▸ Records supplied:

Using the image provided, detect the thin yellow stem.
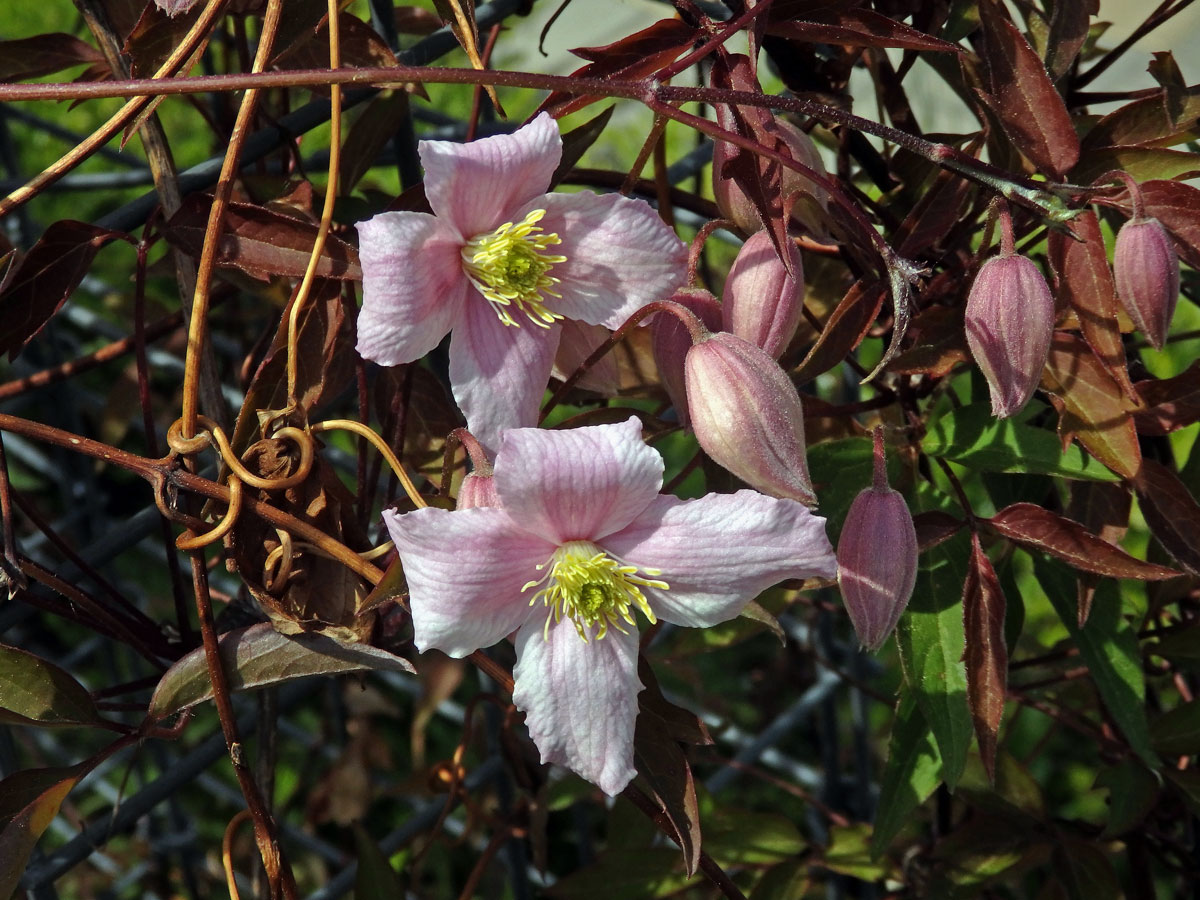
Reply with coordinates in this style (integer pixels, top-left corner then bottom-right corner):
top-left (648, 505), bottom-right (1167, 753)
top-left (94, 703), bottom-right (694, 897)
top-left (286, 0), bottom-right (344, 406)
top-left (312, 419), bottom-right (426, 508)
top-left (181, 0), bottom-right (284, 439)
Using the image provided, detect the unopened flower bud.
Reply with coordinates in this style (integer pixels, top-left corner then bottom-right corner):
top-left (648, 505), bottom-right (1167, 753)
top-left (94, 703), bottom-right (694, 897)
top-left (456, 472), bottom-right (497, 509)
top-left (964, 253), bottom-right (1054, 418)
top-left (652, 289), bottom-right (721, 426)
top-left (1114, 216), bottom-right (1179, 351)
top-left (836, 429), bottom-right (917, 651)
top-left (722, 230), bottom-right (804, 360)
top-left (684, 332), bottom-right (815, 505)
top-left (713, 111), bottom-right (830, 240)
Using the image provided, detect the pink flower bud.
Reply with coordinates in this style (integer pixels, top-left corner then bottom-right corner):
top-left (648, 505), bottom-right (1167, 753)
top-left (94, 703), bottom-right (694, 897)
top-left (964, 253), bottom-right (1055, 418)
top-left (684, 332), bottom-right (815, 505)
top-left (456, 472), bottom-right (497, 509)
top-left (836, 430), bottom-right (917, 651)
top-left (713, 109), bottom-right (830, 239)
top-left (652, 289), bottom-right (722, 427)
top-left (722, 230), bottom-right (804, 360)
top-left (1114, 216), bottom-right (1179, 351)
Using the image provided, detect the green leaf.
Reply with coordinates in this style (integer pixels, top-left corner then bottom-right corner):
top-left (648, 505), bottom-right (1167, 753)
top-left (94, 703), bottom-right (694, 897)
top-left (148, 623), bottom-right (415, 719)
top-left (353, 823), bottom-right (404, 900)
top-left (1094, 760), bottom-right (1159, 838)
top-left (0, 771), bottom-right (79, 900)
top-left (749, 860), bottom-right (809, 900)
top-left (1150, 699), bottom-right (1200, 755)
top-left (871, 693), bottom-right (942, 859)
top-left (896, 499), bottom-right (972, 789)
top-left (1033, 560), bottom-right (1156, 765)
top-left (543, 848), bottom-right (692, 899)
top-left (0, 644), bottom-right (100, 727)
top-left (822, 824), bottom-right (890, 881)
top-left (808, 436), bottom-right (904, 542)
top-left (704, 810), bottom-right (805, 866)
top-left (922, 403), bottom-right (1119, 481)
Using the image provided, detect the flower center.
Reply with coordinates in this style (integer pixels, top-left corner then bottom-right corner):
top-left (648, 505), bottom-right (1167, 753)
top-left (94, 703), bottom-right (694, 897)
top-left (522, 540), bottom-right (669, 642)
top-left (461, 209), bottom-right (567, 329)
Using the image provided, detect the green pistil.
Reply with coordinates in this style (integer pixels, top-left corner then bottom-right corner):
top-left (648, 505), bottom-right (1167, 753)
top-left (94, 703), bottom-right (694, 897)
top-left (461, 208), bottom-right (567, 328)
top-left (523, 540), bottom-right (669, 642)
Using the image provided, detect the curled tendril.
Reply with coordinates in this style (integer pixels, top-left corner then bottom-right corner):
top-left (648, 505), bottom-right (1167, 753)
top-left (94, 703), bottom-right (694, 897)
top-left (166, 415), bottom-right (315, 491)
top-left (175, 475), bottom-right (243, 551)
top-left (263, 528), bottom-right (295, 593)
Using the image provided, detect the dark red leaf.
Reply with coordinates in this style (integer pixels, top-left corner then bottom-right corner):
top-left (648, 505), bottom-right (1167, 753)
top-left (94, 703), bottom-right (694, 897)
top-left (963, 533), bottom-right (1006, 783)
top-left (914, 510), bottom-right (966, 553)
top-left (1132, 459), bottom-right (1200, 574)
top-left (274, 12), bottom-right (399, 72)
top-left (1133, 361), bottom-right (1200, 435)
top-left (1045, 0), bottom-right (1096, 81)
top-left (989, 503), bottom-right (1178, 580)
top-left (794, 280), bottom-right (886, 385)
top-left (0, 34), bottom-right (105, 82)
top-left (0, 770), bottom-right (81, 899)
top-left (1065, 482), bottom-right (1132, 547)
top-left (163, 194), bottom-right (361, 282)
top-left (1048, 210), bottom-right (1135, 401)
top-left (537, 19), bottom-right (696, 119)
top-left (339, 91), bottom-right (412, 196)
top-left (551, 105), bottom-right (616, 189)
top-left (0, 221), bottom-right (128, 361)
top-left (976, 0), bottom-right (1080, 177)
top-left (886, 303), bottom-right (969, 378)
top-left (1133, 179), bottom-right (1200, 271)
top-left (1073, 146), bottom-right (1200, 187)
top-left (1065, 481), bottom-right (1133, 625)
top-left (767, 10), bottom-right (960, 53)
top-left (633, 658), bottom-right (702, 876)
top-left (123, 2), bottom-right (202, 78)
top-left (709, 53), bottom-right (792, 270)
top-left (895, 168), bottom-right (976, 257)
top-left (1082, 88), bottom-right (1200, 151)
top-left (1040, 332), bottom-right (1141, 480)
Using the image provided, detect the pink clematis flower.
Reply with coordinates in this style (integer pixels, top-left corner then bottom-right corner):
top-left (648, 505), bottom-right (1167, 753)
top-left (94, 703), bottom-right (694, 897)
top-left (384, 418), bottom-right (836, 795)
top-left (356, 114), bottom-right (688, 449)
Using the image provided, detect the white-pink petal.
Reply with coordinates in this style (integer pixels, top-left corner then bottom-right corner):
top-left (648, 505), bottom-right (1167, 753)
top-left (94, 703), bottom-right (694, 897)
top-left (356, 212), bottom-right (470, 366)
top-left (448, 298), bottom-right (563, 453)
top-left (383, 506), bottom-right (552, 657)
top-left (494, 417), bottom-right (663, 544)
top-left (512, 619), bottom-right (642, 796)
top-left (602, 491), bottom-right (837, 627)
top-left (534, 191), bottom-right (688, 328)
top-left (421, 113), bottom-right (562, 239)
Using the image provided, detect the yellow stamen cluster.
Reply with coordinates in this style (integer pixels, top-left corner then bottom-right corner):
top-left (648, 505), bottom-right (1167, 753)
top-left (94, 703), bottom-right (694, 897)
top-left (523, 540), bottom-right (669, 642)
top-left (461, 209), bottom-right (567, 328)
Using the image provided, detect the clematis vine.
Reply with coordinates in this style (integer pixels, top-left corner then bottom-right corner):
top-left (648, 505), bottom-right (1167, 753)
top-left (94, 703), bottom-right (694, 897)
top-left (384, 418), bottom-right (836, 795)
top-left (356, 114), bottom-right (688, 449)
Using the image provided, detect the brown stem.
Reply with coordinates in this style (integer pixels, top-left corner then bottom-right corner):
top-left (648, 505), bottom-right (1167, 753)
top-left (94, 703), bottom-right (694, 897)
top-left (0, 310), bottom-right (184, 402)
top-left (0, 67), bottom-right (1071, 212)
top-left (180, 0), bottom-right (283, 439)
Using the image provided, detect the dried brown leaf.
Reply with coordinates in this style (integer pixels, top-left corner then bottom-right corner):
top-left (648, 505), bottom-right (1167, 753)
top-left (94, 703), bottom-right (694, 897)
top-left (1040, 332), bottom-right (1141, 480)
top-left (1048, 210), bottom-right (1135, 400)
top-left (0, 221), bottom-right (128, 361)
top-left (163, 194), bottom-right (361, 282)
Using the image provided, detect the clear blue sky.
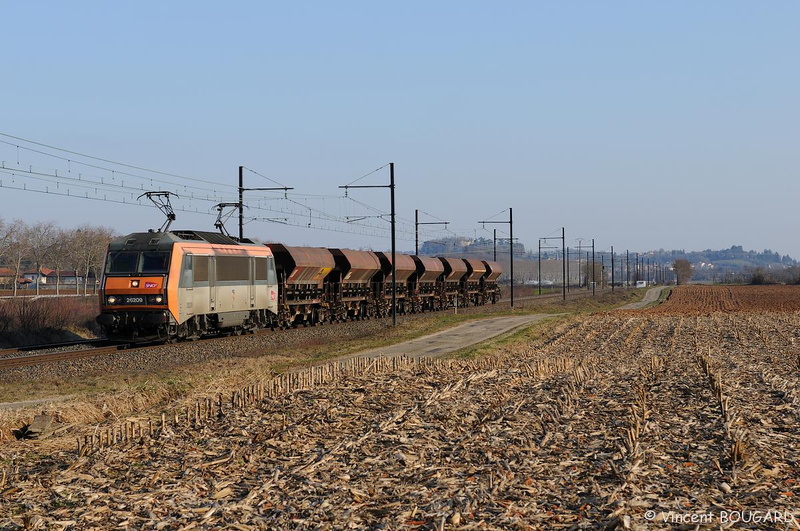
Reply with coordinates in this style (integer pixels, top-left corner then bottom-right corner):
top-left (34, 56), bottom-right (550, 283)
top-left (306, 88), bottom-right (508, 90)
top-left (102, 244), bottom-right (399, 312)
top-left (2, 2), bottom-right (798, 258)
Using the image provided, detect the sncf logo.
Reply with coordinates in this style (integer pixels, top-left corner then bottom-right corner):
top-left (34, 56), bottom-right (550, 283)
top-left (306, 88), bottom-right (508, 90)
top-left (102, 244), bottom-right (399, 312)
top-left (144, 282), bottom-right (158, 288)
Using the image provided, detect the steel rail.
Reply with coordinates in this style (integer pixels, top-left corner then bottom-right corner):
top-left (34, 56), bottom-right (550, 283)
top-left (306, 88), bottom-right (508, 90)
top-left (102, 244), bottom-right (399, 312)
top-left (0, 345), bottom-right (130, 370)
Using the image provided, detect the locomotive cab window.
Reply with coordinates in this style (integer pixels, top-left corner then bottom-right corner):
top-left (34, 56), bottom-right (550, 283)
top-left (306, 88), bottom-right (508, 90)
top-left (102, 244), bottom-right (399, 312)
top-left (140, 251), bottom-right (171, 273)
top-left (255, 256), bottom-right (278, 284)
top-left (106, 251), bottom-right (138, 274)
top-left (255, 258), bottom-right (268, 281)
top-left (105, 250), bottom-right (170, 274)
top-left (194, 256), bottom-right (209, 282)
top-left (267, 256), bottom-right (277, 285)
top-left (181, 254), bottom-right (193, 287)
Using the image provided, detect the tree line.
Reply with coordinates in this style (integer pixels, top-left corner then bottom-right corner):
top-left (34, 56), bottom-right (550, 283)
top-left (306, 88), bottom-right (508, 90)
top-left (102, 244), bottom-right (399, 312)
top-left (0, 218), bottom-right (116, 296)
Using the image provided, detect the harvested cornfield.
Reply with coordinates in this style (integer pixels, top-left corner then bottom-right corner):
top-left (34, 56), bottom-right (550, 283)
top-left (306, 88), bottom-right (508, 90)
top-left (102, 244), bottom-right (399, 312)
top-left (639, 284), bottom-right (800, 314)
top-left (1, 286), bottom-right (799, 529)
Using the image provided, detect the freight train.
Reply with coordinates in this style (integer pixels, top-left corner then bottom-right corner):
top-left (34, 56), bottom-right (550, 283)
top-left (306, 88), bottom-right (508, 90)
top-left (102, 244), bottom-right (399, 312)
top-left (96, 230), bottom-right (502, 341)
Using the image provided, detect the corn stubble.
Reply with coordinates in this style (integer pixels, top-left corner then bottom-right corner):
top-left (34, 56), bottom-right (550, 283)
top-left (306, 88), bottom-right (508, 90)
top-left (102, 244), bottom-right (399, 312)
top-left (1, 286), bottom-right (799, 529)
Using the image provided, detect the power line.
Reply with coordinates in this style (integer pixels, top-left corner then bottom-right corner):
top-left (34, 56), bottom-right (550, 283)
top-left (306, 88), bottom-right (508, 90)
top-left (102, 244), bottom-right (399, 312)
top-left (0, 132), bottom-right (234, 189)
top-left (343, 163), bottom-right (390, 187)
top-left (0, 140), bottom-right (235, 197)
top-left (0, 164), bottom-right (227, 202)
top-left (0, 134), bottom-right (487, 246)
top-left (242, 166), bottom-right (290, 189)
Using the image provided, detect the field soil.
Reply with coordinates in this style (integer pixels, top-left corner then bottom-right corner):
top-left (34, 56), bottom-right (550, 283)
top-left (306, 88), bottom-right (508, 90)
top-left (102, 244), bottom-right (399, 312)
top-left (1, 285), bottom-right (799, 529)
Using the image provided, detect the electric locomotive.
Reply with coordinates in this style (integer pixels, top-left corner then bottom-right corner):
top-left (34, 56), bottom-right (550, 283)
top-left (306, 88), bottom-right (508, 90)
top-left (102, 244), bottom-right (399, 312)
top-left (97, 230), bottom-right (279, 341)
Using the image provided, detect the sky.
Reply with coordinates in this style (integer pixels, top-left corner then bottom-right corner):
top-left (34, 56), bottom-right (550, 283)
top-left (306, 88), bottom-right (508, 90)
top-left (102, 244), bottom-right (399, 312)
top-left (2, 2), bottom-right (798, 258)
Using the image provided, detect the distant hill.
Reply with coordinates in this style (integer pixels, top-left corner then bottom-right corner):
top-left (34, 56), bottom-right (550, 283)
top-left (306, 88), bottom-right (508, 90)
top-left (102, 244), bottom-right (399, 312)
top-left (415, 239), bottom-right (799, 284)
top-left (640, 246), bottom-right (797, 282)
top-left (419, 236), bottom-right (525, 257)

▸ Task item: Search the material above for the word "green", and return each line that holds it.

▸ Written reply:
Using the image provided, detect the green leaf.
Using the image provided, detect the green pistil.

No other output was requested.